Below is a set of records; print all of them exactly as written.
BEGIN Supplied entries
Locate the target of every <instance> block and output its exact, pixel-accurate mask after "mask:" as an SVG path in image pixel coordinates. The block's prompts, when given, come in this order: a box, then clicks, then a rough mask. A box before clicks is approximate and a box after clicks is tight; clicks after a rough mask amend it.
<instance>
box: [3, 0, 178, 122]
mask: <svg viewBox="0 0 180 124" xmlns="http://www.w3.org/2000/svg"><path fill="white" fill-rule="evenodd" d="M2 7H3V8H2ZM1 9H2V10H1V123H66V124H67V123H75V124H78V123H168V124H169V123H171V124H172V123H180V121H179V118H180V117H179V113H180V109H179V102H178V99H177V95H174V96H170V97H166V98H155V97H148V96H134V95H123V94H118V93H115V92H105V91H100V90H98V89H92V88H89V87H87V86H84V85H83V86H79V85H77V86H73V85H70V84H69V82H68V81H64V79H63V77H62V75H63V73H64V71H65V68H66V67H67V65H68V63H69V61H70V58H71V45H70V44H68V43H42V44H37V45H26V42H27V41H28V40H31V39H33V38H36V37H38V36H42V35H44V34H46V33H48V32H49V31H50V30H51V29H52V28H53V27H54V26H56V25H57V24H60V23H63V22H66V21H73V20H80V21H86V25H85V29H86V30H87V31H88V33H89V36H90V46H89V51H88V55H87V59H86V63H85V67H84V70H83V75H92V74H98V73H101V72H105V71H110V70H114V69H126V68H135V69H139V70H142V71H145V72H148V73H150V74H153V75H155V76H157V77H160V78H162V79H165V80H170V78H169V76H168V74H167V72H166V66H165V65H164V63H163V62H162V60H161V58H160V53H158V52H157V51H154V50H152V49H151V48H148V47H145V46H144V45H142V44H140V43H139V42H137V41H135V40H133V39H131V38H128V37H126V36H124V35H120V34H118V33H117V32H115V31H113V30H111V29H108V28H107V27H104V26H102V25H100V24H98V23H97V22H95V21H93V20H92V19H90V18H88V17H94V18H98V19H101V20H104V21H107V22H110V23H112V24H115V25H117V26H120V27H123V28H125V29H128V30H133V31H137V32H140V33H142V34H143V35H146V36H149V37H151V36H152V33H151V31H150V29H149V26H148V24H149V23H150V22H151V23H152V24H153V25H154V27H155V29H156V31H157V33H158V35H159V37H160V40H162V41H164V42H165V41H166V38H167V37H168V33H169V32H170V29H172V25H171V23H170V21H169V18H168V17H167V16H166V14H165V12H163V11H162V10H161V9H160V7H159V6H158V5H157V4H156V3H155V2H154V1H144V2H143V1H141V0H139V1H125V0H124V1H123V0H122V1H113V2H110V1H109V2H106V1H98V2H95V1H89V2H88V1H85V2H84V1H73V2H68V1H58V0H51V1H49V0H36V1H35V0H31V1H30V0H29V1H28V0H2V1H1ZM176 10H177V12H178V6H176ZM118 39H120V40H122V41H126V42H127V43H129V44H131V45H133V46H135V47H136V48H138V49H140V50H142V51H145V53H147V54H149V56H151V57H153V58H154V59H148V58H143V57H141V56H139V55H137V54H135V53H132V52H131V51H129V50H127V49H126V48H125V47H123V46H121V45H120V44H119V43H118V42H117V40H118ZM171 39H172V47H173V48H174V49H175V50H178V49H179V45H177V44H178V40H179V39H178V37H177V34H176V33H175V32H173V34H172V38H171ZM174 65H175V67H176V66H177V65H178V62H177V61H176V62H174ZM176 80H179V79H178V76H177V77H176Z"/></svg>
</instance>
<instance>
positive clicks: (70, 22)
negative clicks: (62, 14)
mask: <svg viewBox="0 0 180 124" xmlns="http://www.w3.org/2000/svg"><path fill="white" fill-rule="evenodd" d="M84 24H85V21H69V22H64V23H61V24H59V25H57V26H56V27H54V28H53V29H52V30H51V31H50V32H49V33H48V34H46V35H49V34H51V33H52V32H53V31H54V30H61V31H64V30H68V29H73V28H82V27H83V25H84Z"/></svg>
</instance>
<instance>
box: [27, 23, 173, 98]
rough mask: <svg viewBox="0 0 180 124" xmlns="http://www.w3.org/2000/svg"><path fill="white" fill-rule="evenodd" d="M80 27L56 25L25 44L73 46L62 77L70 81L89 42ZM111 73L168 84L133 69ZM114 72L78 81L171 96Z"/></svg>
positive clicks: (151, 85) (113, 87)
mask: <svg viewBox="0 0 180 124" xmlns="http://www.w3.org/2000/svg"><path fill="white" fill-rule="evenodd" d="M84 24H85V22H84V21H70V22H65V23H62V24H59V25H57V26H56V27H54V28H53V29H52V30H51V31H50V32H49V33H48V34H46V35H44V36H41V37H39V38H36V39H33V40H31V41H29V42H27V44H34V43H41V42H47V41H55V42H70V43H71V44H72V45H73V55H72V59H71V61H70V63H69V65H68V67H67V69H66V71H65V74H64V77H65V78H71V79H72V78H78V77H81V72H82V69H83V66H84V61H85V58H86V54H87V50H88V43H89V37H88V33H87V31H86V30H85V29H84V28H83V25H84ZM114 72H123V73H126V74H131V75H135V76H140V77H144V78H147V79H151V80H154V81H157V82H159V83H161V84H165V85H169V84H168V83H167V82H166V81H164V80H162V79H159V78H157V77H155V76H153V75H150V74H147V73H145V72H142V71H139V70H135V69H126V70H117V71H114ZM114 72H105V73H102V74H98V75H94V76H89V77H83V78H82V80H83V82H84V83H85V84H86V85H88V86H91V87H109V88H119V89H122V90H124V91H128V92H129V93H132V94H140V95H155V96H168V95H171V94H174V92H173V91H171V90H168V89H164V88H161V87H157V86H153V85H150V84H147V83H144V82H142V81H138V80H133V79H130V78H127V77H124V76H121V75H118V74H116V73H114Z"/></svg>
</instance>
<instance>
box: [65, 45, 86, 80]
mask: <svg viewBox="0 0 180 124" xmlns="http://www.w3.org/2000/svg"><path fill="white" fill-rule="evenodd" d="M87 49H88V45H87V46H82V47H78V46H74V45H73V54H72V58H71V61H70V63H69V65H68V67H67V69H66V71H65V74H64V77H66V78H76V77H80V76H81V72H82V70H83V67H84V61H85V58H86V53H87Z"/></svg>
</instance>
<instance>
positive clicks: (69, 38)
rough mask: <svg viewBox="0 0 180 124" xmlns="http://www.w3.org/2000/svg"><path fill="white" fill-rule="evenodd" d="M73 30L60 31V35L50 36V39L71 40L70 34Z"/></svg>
END Supplied entries
[The answer]:
Locate the target of every <instance> block and output its exact, pixel-accurate mask after "mask:" as an SVG path in image pixel coordinates. The block's prompts, when given, come in this order: a box, then clicks, then a rough mask. A box before clicks is approximate and a box after clicks is tight; clicks after a rough mask amend it.
<instance>
box: [3, 0, 178, 122]
mask: <svg viewBox="0 0 180 124" xmlns="http://www.w3.org/2000/svg"><path fill="white" fill-rule="evenodd" d="M2 7H3V8H2ZM1 9H2V10H1V123H66V124H67V123H75V124H78V123H168V124H169V123H171V124H172V123H180V121H179V118H180V117H179V113H180V109H179V102H178V99H177V95H174V96H170V97H166V98H155V97H148V96H134V95H123V94H118V93H115V92H105V91H100V90H98V89H92V88H89V87H87V86H84V85H83V86H79V85H77V86H73V85H70V84H69V82H68V81H64V79H63V77H62V75H63V73H64V71H65V68H66V67H67V65H68V63H69V61H70V58H71V45H70V44H68V43H42V44H37V45H26V42H27V41H28V40H31V39H33V38H36V37H38V36H42V35H44V34H46V33H48V32H49V31H50V30H51V29H52V28H53V27H54V26H56V25H57V24H60V23H63V22H66V21H73V20H80V21H86V25H85V29H86V30H87V31H88V33H89V36H90V46H89V51H88V55H87V59H86V63H85V67H84V70H83V75H92V74H98V73H101V72H105V71H110V70H114V69H126V68H135V69H139V70H142V71H145V72H148V73H150V74H153V75H155V76H157V77H160V78H162V79H165V80H170V78H169V76H168V74H167V72H166V66H165V65H164V63H163V62H162V60H161V58H160V53H158V52H157V51H154V50H152V49H151V48H148V47H145V46H144V45H142V44H140V43H139V42H137V41H135V40H133V39H131V38H128V37H126V36H124V35H120V34H118V33H117V32H115V31H113V30H111V29H108V28H107V27H104V26H102V25H100V24H98V23H97V22H95V21H93V20H92V19H90V18H88V17H94V18H98V19H101V20H104V21H107V22H110V23H112V24H115V25H117V26H120V27H123V28H125V29H128V30H133V31H137V32H140V33H142V34H143V35H146V36H149V37H151V36H152V33H151V31H150V29H149V26H148V24H149V23H150V22H151V23H152V24H153V25H154V27H155V29H156V31H157V33H158V35H159V37H160V40H162V41H164V42H165V41H166V38H167V37H168V33H169V32H170V29H172V25H171V23H170V21H169V18H168V17H167V16H166V14H165V12H163V11H162V10H161V9H160V7H159V6H158V5H157V4H156V3H155V2H154V1H144V2H143V1H141V0H139V1H125V0H124V1H123V0H122V1H113V2H110V1H109V2H106V1H98V2H95V1H89V2H88V1H85V2H84V1H73V2H68V1H58V0H51V1H49V0H36V1H35V0H31V1H30V0H29V1H28V0H2V1H1ZM176 10H177V12H178V6H176ZM118 39H120V40H122V41H126V42H127V43H129V44H131V45H133V46H135V47H136V48H138V49H140V50H142V51H145V53H147V54H149V56H151V57H153V58H154V59H148V58H143V57H141V56H139V55H137V54H135V53H132V52H131V51H129V50H127V49H126V48H125V47H123V46H121V45H120V44H119V43H118V42H117V40H118ZM171 39H172V47H173V48H174V49H175V50H178V49H179V45H177V44H178V40H179V39H178V37H177V34H176V33H175V32H173V34H172V38H171ZM174 65H175V67H176V66H177V65H178V62H177V61H176V62H174ZM176 80H179V79H178V76H177V77H176Z"/></svg>
</instance>
<instance>
positive clicks: (70, 22)
negative clicks: (62, 14)
mask: <svg viewBox="0 0 180 124" xmlns="http://www.w3.org/2000/svg"><path fill="white" fill-rule="evenodd" d="M84 24H85V21H69V22H64V23H61V24H59V25H57V26H56V27H54V28H53V29H52V30H51V31H50V32H49V33H48V34H46V35H49V34H51V33H52V32H53V31H54V30H61V31H64V30H68V29H73V28H82V27H83V25H84Z"/></svg>
</instance>
<instance>
box: [27, 23, 173, 98]
rough mask: <svg viewBox="0 0 180 124" xmlns="http://www.w3.org/2000/svg"><path fill="white" fill-rule="evenodd" d="M80 27L56 25L25 44L73 46L62 77L70 81L89 42ZM111 73L168 84L133 69ZM114 72L78 81L171 96Z"/></svg>
positive clicks: (151, 85) (113, 87)
mask: <svg viewBox="0 0 180 124" xmlns="http://www.w3.org/2000/svg"><path fill="white" fill-rule="evenodd" d="M84 24H85V22H84V21H70V22H65V23H62V24H59V25H57V26H56V27H54V28H53V29H52V30H51V31H50V32H49V33H48V34H46V35H44V36H41V37H39V38H36V39H33V40H31V41H29V42H27V44H34V43H41V42H47V41H55V42H70V43H71V44H72V45H73V55H72V59H71V61H70V63H69V65H68V67H67V69H66V71H65V74H64V77H65V78H71V79H72V78H78V77H81V72H82V69H83V66H84V61H85V58H86V54H87V50H88V43H89V37H88V33H87V31H86V30H85V29H84V28H83V25H84ZM114 72H123V73H126V74H131V75H135V76H140V77H144V78H147V79H151V80H154V81H157V82H159V83H161V84H165V85H169V84H168V83H167V82H166V81H164V80H162V79H159V78H157V77H155V76H153V75H150V74H147V73H145V72H142V71H139V70H135V69H126V70H117V71H114ZM114 72H105V73H102V74H98V75H94V76H89V77H83V78H82V80H83V82H84V83H85V84H86V85H88V86H91V87H109V88H119V89H122V90H124V91H128V92H129V93H132V94H140V95H155V96H168V95H171V94H174V92H173V91H171V90H168V89H164V88H161V87H157V86H153V85H150V84H147V83H144V82H142V81H138V80H133V79H130V78H127V77H124V76H121V75H118V74H116V73H114Z"/></svg>
</instance>
<instance>
box: [65, 45, 86, 80]
mask: <svg viewBox="0 0 180 124" xmlns="http://www.w3.org/2000/svg"><path fill="white" fill-rule="evenodd" d="M87 49H88V45H87V46H82V47H78V46H74V45H73V54H72V58H71V61H70V63H69V65H68V67H67V69H66V71H65V74H64V77H66V78H76V77H80V76H81V72H82V70H83V67H84V61H85V58H86V53H87Z"/></svg>
</instance>
<instance>
positive clicks: (69, 38)
rough mask: <svg viewBox="0 0 180 124" xmlns="http://www.w3.org/2000/svg"><path fill="white" fill-rule="evenodd" d="M73 30L60 31V35L50 36V39L71 40L70 34Z"/></svg>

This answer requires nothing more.